(Material for this exercise begins)

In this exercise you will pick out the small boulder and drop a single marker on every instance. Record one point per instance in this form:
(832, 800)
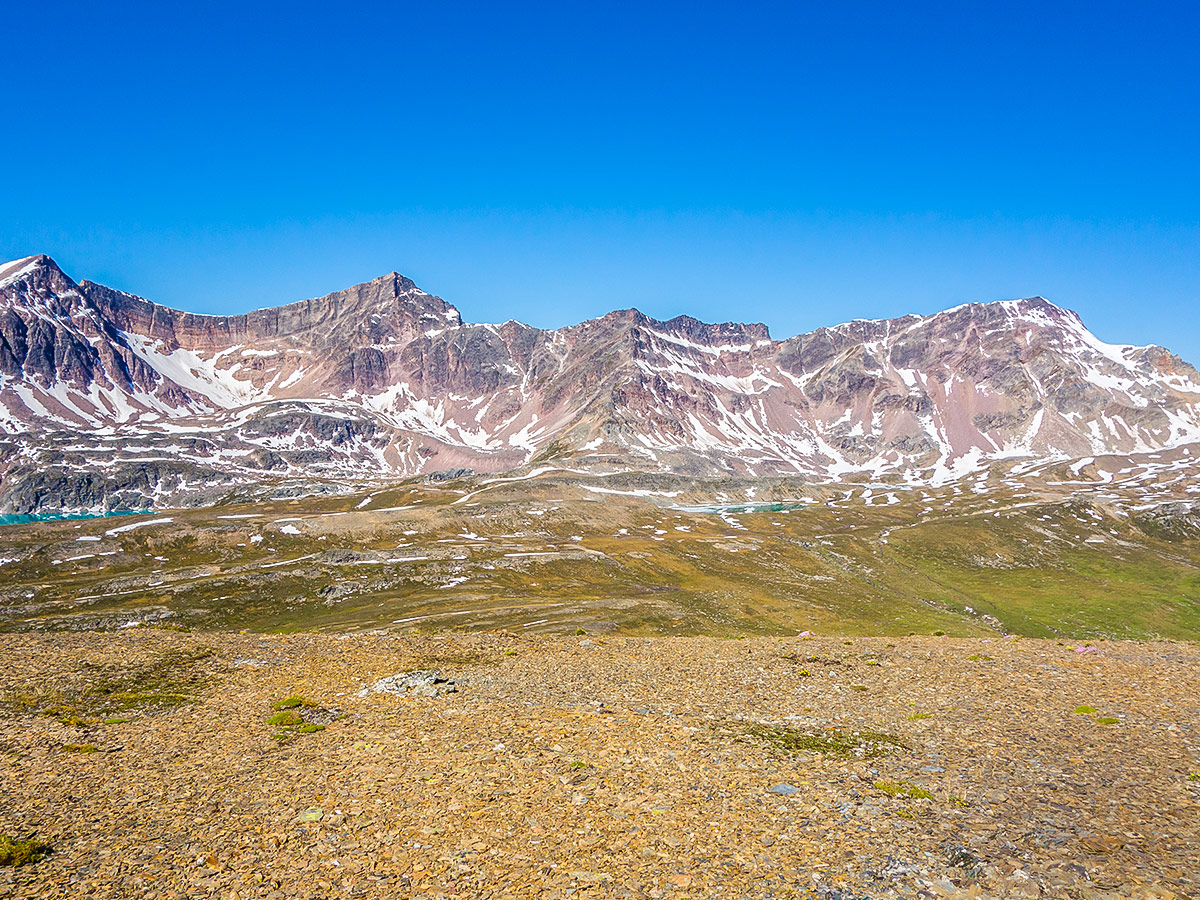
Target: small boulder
(420, 683)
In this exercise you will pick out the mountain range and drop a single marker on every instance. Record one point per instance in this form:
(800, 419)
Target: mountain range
(109, 401)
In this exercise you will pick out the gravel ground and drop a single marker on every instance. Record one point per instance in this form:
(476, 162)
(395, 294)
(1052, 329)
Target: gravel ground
(599, 767)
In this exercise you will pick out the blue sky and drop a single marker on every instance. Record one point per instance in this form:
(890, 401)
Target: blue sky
(797, 165)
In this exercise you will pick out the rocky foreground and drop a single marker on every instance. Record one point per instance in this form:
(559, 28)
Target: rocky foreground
(161, 765)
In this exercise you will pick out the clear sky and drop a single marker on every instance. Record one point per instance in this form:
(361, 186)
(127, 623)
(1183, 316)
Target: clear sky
(791, 163)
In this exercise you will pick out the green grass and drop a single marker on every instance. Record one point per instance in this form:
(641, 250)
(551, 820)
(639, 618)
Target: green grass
(23, 851)
(798, 569)
(171, 679)
(904, 789)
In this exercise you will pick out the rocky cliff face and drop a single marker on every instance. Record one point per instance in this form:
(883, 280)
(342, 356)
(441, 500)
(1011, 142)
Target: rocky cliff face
(384, 381)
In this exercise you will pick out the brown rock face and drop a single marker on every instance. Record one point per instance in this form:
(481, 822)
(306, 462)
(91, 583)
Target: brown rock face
(408, 388)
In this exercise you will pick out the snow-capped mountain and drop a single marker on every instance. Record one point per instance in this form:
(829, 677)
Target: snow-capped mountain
(108, 400)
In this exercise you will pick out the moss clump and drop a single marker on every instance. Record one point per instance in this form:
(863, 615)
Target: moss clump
(904, 789)
(844, 744)
(168, 681)
(22, 852)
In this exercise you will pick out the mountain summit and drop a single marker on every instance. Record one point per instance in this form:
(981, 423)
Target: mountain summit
(385, 381)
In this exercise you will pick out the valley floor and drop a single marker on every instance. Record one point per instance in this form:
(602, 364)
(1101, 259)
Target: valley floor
(599, 767)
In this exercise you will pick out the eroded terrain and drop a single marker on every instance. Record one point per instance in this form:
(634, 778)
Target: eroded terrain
(163, 765)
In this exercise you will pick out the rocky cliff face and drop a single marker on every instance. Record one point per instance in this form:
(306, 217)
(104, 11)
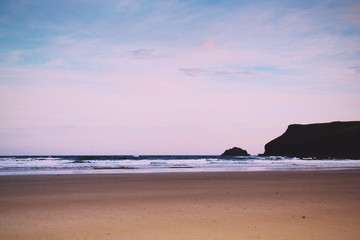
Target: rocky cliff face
(321, 140)
(235, 151)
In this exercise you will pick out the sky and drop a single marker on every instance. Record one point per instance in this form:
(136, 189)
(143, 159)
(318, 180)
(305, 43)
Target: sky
(172, 77)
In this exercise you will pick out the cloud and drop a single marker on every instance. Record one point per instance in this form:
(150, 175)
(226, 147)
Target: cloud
(197, 71)
(147, 53)
(356, 69)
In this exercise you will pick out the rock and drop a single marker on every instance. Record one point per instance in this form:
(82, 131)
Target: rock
(320, 140)
(235, 151)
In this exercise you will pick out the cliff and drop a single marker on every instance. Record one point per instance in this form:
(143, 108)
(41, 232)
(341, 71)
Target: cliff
(235, 151)
(321, 140)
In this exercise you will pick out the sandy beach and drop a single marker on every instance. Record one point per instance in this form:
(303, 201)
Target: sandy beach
(229, 205)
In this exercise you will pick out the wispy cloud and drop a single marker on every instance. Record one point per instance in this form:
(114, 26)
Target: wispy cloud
(147, 53)
(197, 71)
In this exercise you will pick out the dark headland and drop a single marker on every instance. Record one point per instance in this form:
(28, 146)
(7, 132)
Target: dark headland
(320, 140)
(235, 151)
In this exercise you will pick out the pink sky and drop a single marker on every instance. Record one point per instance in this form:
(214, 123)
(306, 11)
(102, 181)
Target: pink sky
(197, 80)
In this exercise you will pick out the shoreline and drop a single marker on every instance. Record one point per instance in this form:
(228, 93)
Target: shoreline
(175, 170)
(183, 205)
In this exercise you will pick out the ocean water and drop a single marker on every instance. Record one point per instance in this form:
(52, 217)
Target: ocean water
(23, 165)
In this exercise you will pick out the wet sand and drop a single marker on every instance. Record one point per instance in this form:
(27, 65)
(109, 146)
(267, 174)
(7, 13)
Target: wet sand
(228, 205)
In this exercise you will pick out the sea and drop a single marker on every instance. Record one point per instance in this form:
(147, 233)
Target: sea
(93, 164)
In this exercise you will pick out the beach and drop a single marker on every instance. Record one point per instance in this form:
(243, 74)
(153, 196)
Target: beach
(194, 205)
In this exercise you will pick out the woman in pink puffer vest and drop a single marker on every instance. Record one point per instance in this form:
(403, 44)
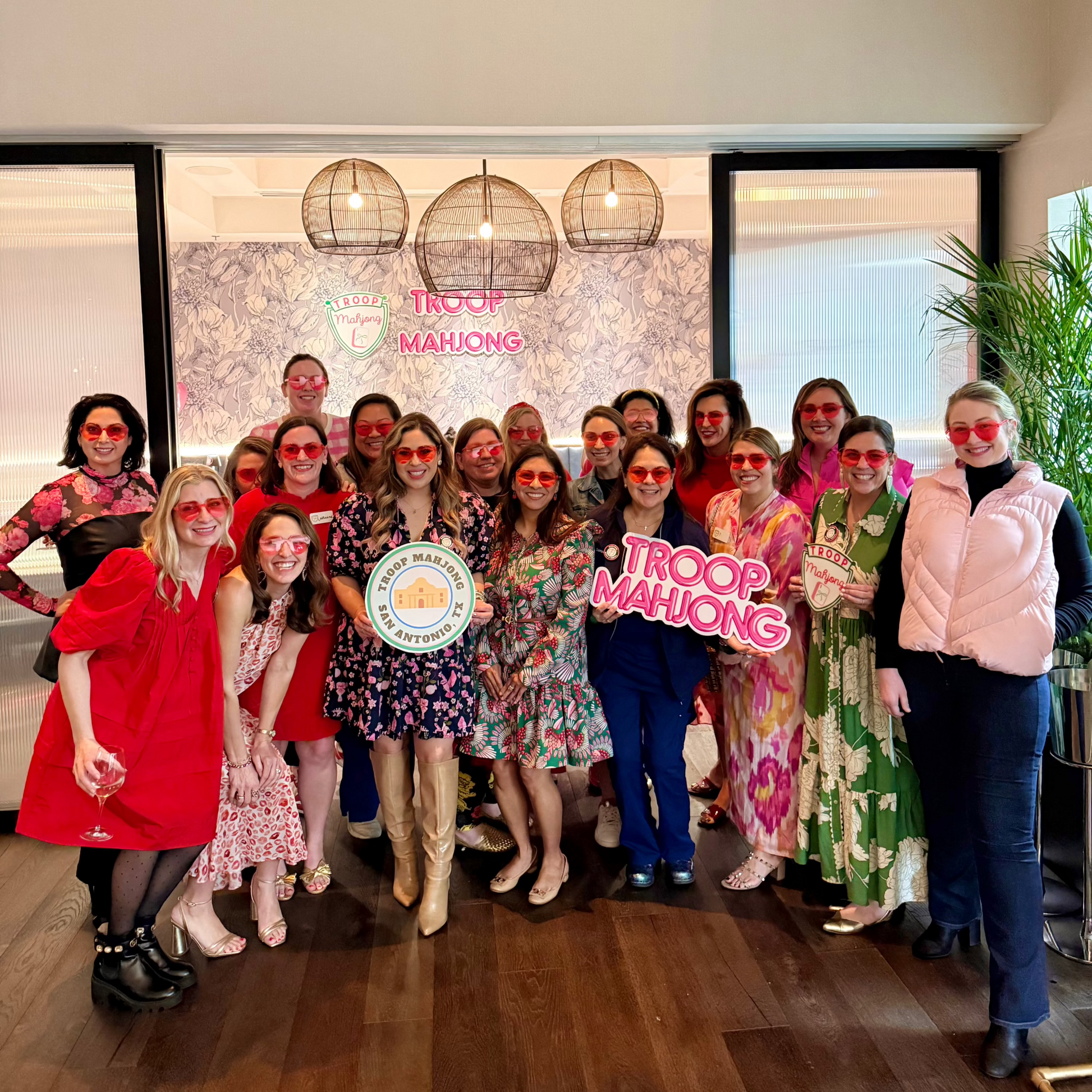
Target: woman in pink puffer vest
(994, 571)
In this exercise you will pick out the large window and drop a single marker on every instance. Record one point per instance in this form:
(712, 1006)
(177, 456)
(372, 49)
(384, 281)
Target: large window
(832, 272)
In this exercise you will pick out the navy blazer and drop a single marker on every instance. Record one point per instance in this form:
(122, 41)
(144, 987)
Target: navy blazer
(684, 650)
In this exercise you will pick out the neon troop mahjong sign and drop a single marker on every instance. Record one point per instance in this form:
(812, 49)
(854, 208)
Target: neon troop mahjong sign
(360, 322)
(683, 586)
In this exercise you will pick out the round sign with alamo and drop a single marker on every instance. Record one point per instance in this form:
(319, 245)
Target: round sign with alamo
(421, 597)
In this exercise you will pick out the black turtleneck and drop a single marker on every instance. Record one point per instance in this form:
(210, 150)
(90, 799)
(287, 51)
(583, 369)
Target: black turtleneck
(1072, 608)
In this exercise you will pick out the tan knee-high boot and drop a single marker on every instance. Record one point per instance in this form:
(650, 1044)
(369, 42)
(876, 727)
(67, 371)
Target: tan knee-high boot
(439, 797)
(394, 784)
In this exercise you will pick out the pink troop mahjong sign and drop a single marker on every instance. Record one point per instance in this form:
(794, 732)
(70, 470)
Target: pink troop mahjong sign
(682, 586)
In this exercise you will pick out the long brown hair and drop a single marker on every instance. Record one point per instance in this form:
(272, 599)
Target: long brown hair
(355, 465)
(272, 478)
(388, 487)
(469, 428)
(621, 497)
(160, 539)
(310, 590)
(248, 446)
(692, 456)
(790, 472)
(555, 521)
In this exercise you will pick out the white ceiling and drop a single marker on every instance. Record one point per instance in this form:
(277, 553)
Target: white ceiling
(258, 199)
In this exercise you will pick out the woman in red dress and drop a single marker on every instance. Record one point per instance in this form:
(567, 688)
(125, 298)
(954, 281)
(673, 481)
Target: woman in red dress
(302, 473)
(140, 669)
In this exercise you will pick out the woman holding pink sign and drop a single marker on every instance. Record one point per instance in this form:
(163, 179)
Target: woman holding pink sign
(861, 804)
(764, 692)
(646, 669)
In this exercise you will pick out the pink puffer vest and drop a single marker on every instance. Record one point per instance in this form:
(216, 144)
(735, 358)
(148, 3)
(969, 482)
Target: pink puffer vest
(982, 586)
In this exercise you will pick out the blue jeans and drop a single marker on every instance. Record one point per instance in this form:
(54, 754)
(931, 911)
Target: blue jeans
(359, 797)
(648, 729)
(976, 740)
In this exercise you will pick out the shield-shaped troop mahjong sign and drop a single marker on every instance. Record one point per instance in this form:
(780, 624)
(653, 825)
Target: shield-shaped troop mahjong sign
(825, 572)
(359, 320)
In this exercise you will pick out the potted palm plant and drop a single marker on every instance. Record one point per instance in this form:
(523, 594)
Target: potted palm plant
(1032, 318)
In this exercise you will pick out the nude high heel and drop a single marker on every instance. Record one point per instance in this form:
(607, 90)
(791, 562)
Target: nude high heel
(394, 786)
(439, 796)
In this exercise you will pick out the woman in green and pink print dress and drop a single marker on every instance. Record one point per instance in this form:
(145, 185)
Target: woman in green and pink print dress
(861, 810)
(538, 711)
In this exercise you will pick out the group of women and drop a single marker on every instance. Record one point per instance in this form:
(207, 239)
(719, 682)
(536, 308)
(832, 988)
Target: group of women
(894, 740)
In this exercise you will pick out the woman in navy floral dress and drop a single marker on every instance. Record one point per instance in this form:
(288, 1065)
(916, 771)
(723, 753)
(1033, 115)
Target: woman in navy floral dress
(389, 695)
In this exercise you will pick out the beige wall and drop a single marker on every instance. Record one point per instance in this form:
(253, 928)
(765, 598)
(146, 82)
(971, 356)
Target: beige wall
(747, 69)
(1056, 159)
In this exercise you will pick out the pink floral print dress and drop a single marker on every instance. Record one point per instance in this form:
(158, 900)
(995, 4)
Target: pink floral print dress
(540, 599)
(764, 698)
(57, 509)
(271, 829)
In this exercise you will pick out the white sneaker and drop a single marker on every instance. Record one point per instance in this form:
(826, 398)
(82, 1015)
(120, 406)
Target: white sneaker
(608, 826)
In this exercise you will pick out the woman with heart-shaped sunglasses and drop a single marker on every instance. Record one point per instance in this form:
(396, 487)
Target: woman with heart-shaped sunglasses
(989, 570)
(861, 804)
(305, 386)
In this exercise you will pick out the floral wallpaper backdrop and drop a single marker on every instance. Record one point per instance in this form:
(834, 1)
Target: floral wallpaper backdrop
(608, 323)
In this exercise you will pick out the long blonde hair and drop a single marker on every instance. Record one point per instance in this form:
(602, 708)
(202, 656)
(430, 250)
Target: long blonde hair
(511, 416)
(388, 487)
(982, 390)
(160, 538)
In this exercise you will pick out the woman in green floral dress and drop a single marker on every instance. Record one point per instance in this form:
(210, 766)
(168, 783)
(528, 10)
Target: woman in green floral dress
(861, 805)
(538, 712)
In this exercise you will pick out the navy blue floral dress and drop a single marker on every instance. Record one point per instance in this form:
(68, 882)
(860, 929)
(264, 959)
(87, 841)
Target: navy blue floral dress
(384, 691)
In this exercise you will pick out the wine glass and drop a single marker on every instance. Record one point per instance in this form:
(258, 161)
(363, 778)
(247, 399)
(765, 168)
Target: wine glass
(111, 766)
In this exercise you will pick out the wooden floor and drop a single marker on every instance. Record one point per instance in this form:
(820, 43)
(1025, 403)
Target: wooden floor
(604, 990)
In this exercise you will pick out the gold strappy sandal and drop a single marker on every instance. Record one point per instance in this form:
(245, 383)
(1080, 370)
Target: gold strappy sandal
(181, 936)
(263, 935)
(320, 871)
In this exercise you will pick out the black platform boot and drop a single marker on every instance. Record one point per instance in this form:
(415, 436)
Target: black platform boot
(1003, 1051)
(175, 971)
(937, 940)
(121, 978)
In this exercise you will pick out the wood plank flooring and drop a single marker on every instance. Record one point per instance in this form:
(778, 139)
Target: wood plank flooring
(607, 990)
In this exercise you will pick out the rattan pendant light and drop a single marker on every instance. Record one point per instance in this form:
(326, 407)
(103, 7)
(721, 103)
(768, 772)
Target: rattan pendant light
(354, 207)
(612, 205)
(486, 234)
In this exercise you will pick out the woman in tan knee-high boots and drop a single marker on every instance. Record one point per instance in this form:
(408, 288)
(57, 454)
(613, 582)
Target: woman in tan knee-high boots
(389, 695)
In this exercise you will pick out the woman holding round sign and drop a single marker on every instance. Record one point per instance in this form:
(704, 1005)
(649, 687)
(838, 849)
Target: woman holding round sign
(538, 712)
(406, 563)
(995, 571)
(646, 671)
(305, 386)
(764, 692)
(861, 804)
(302, 473)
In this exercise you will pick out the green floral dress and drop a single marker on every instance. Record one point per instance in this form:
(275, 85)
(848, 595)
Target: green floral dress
(540, 598)
(861, 805)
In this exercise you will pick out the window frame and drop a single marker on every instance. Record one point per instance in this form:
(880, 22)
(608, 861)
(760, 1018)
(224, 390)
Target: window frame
(724, 165)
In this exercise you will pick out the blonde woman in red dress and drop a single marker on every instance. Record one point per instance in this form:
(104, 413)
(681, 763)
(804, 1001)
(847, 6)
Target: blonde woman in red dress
(140, 669)
(264, 609)
(302, 473)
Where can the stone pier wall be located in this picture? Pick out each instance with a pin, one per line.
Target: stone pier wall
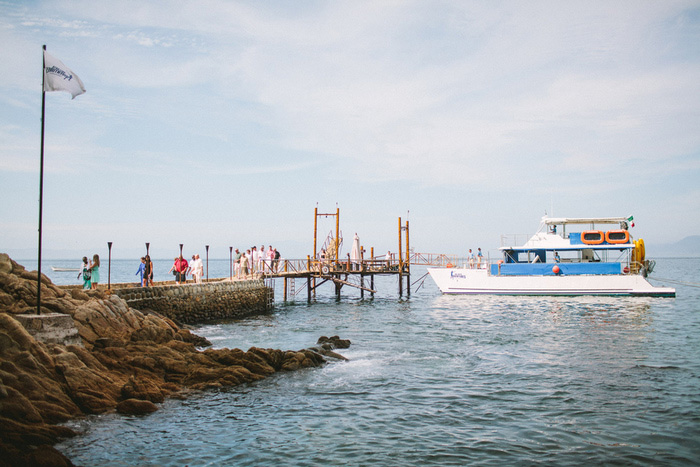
(199, 303)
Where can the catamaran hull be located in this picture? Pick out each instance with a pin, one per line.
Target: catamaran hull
(480, 282)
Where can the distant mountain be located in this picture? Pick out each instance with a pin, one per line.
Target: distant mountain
(688, 247)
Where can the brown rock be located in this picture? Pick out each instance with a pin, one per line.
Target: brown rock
(136, 407)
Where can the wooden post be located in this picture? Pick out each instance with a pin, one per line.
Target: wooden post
(308, 281)
(400, 263)
(371, 277)
(337, 232)
(408, 263)
(315, 230)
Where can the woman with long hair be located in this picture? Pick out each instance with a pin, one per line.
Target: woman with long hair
(95, 270)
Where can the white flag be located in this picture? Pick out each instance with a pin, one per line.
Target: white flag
(58, 77)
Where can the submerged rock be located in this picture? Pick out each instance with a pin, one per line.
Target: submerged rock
(128, 361)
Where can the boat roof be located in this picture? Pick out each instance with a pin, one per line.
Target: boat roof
(583, 220)
(548, 239)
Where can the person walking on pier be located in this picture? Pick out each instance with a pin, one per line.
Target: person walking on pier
(244, 266)
(95, 271)
(275, 260)
(141, 272)
(149, 272)
(85, 272)
(237, 263)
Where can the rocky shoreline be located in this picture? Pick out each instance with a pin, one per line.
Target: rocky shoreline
(129, 361)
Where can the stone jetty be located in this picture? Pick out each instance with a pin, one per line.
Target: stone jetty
(115, 357)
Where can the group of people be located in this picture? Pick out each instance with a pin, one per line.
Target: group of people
(90, 272)
(253, 260)
(475, 261)
(145, 271)
(181, 268)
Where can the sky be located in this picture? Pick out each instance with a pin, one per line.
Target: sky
(226, 123)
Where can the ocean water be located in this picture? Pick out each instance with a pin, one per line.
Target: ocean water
(438, 380)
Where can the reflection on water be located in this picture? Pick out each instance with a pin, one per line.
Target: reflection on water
(442, 380)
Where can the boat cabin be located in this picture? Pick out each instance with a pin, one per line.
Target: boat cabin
(572, 246)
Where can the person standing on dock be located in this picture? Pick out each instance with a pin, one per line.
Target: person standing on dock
(243, 270)
(198, 269)
(149, 271)
(141, 271)
(254, 259)
(270, 257)
(95, 271)
(237, 263)
(276, 260)
(85, 271)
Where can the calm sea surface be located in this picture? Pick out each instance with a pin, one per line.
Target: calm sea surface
(437, 380)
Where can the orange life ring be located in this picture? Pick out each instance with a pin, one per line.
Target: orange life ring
(617, 236)
(592, 237)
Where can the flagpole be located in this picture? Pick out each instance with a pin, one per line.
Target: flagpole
(41, 176)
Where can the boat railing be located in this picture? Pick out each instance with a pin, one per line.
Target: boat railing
(514, 239)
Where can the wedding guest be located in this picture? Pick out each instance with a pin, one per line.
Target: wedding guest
(141, 271)
(85, 272)
(95, 271)
(149, 271)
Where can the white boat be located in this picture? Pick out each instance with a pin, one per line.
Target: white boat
(567, 256)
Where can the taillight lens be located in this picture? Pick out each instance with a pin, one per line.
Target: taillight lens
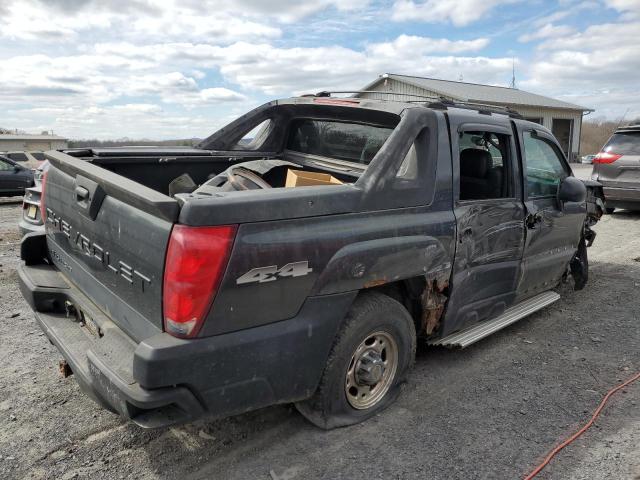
(606, 157)
(196, 260)
(43, 183)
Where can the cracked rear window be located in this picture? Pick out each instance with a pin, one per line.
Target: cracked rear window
(352, 142)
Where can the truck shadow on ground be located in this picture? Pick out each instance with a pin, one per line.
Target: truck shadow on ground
(507, 397)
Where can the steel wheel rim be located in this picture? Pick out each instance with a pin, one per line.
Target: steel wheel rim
(378, 345)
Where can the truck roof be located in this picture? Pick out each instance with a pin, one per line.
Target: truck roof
(397, 106)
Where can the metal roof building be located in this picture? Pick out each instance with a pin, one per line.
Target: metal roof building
(25, 142)
(562, 118)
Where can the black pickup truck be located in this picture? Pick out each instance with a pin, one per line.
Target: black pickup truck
(216, 280)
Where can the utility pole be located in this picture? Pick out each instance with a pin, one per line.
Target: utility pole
(513, 72)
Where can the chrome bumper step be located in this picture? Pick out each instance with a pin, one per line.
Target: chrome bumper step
(466, 337)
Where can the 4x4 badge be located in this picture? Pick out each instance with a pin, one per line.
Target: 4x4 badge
(271, 273)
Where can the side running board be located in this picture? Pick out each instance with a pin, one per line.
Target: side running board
(466, 337)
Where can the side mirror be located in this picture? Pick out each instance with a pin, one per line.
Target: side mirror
(572, 190)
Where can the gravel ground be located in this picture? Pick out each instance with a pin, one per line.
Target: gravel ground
(490, 411)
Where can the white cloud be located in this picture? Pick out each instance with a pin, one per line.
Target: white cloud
(546, 31)
(460, 13)
(282, 71)
(594, 68)
(421, 45)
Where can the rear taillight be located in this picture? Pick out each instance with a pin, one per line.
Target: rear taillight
(196, 260)
(606, 157)
(43, 183)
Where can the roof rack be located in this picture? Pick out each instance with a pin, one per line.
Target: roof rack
(445, 103)
(437, 102)
(328, 94)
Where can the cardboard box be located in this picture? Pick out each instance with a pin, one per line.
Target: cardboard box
(299, 178)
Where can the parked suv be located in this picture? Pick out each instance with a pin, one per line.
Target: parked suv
(302, 265)
(14, 178)
(617, 168)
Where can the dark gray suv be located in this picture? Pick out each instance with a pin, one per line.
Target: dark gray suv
(617, 168)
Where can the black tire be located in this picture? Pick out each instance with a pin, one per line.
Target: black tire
(371, 313)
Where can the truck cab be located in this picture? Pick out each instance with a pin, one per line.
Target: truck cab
(219, 279)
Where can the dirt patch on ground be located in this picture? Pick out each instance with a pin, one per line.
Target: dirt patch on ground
(490, 411)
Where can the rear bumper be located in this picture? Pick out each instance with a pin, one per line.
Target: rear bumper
(622, 197)
(165, 380)
(28, 227)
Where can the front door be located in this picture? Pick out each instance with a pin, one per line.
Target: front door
(490, 224)
(553, 230)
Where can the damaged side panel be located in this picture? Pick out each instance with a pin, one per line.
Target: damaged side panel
(433, 301)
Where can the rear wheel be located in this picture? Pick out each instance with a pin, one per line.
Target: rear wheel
(369, 360)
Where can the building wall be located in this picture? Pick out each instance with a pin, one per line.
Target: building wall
(32, 145)
(405, 92)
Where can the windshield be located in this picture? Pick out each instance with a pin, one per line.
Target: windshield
(352, 142)
(625, 143)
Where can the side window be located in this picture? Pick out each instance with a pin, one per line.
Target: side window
(409, 167)
(5, 166)
(254, 138)
(484, 165)
(545, 169)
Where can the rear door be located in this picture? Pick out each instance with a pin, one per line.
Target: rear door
(552, 230)
(490, 221)
(108, 236)
(623, 171)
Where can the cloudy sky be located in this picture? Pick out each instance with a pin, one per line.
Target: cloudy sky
(182, 68)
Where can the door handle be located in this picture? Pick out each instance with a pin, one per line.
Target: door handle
(82, 194)
(465, 233)
(533, 219)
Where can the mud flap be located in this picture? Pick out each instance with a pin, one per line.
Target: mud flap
(580, 266)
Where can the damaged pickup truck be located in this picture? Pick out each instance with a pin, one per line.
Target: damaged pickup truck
(299, 253)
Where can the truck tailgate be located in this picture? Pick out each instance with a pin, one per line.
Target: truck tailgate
(108, 244)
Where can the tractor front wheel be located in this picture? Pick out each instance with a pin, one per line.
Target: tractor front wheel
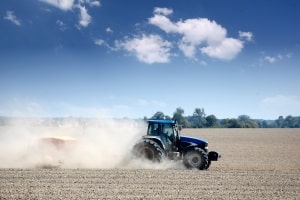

(Material for this exercise ends)

To do: Though the entries above contain pictures, none should be copied; reproduce only the lines between the one holding "Where can the white boat" and the one holding "Where can the steel", inclusive, exactly as written.

Task response:
Where can the white boat be located in this picture? Pick out each instance with a pin, one per line.
Target: white boat
(567, 256)
Where can the taillight lens be located in this picture? Pick out each instance with a pin, one per line.
Target: taillight lens
(606, 157)
(196, 260)
(43, 183)
Where can the cracked rear window be located in this picture? Pick out each instance with a pin, one per line.
Target: cracked rear window
(352, 142)
Where can the truck shadow on ground be located in this picture? Pick out each instance with a pin, one per line.
Target: truck shadow on ground
(507, 397)
Where can the steel wheel rim be located in this picture? Pick out each instance with a pin, one per line.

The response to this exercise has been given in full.